### TEXT PASSAGE

I will say that with my husband in law school right now and living off thousands of dollars of loans that my choice to stay home is sadly not because we have the money to do so but because I feel that it is the most important thing I can do for my daughter. That's not to say that I think anyone's choice, especially yours Sea Legs, to go back to work is bad. It's just not the choice I am making at this point in my life. But I still hope for that job or little something extra that will allow me a few hours out a day. :)

sea legs girl said...

Let me just revise what I said... parts of being a stay at home mom would be easy, but man is it HARD WORK to care for a kid/kids all day.

That's why it seems like a better system for people who are trained in daycare and enjoy it to watch kids while other moms work at what they're trained in and enjoy. It's better for the society, too.

I should also mention that all moms in Denmark have one year payed materntiy leave (so the most important time for mother child bonding still happens!).

olga said...

Yup, stay-at-home mom is hard. And mostly boring too, on daily basis, when all you have is a tot to talk to. So it makes it harder. And then there are house chores. And making you man, a bread-winner, happy. You know, I am not a home-mom, never was and wouldn't be able to. But I am all for it. In Russia the paid maternity leave is 1.5 year, and then they hold your spot for 3 years. In US - it's not that they can, or choose, to work, they have to. And it sucks, when the choices are made for you. Why still not that many works? Because work market sucks for female, AND because not only many day cares are not the best qualities, they cost a fortune, for many (for me being in academic science back when my kids were young) my whole salary covered day care. That's it. What's the purpose? Wouldn't a mom better stay home and take good care of her baby, and cook some, and clean some, instead of paying all she makes and then still cook and clean, but tired? Ever thought of correlation of fewer divorces and happier children back when we grew up (well, like some 30-40 years ago)? Besides that divorces were a "no-no", still, men felt they are MEN and are feeding the family, so they didn't leave their manhood and ego behind (and no matter how much feminism we instill, men can't check it out of their genotype), and women, well, served men better because they didn't have to work 40-50 hr/week and still be expected to do same stuff. Take it with a grain of salt, I am pretty feminist's, and try and tell me what to do. But I wish I could consider myself weird and the world would just revolve the way it was before. Truly, I do.

Enthused said...

I agree, daycare in the USA is outrageous both in terms of quality (low) and price (high)! In my area, full-time daycare for a newborn can run as high as $1500 a month. I can't imagine how people of average income afford that, especially once they have more than one. At that point, it does make sense to look at how much that job really contributes to the bottom line.

######

TASK TO CARRY OUT: According to the discussion about staying home with children, how long is paid maternity leave in Russia?

### SUPPLIED INFORMATION

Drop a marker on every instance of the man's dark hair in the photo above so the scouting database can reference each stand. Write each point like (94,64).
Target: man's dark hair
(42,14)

######

THE REPLY: 1.5 years.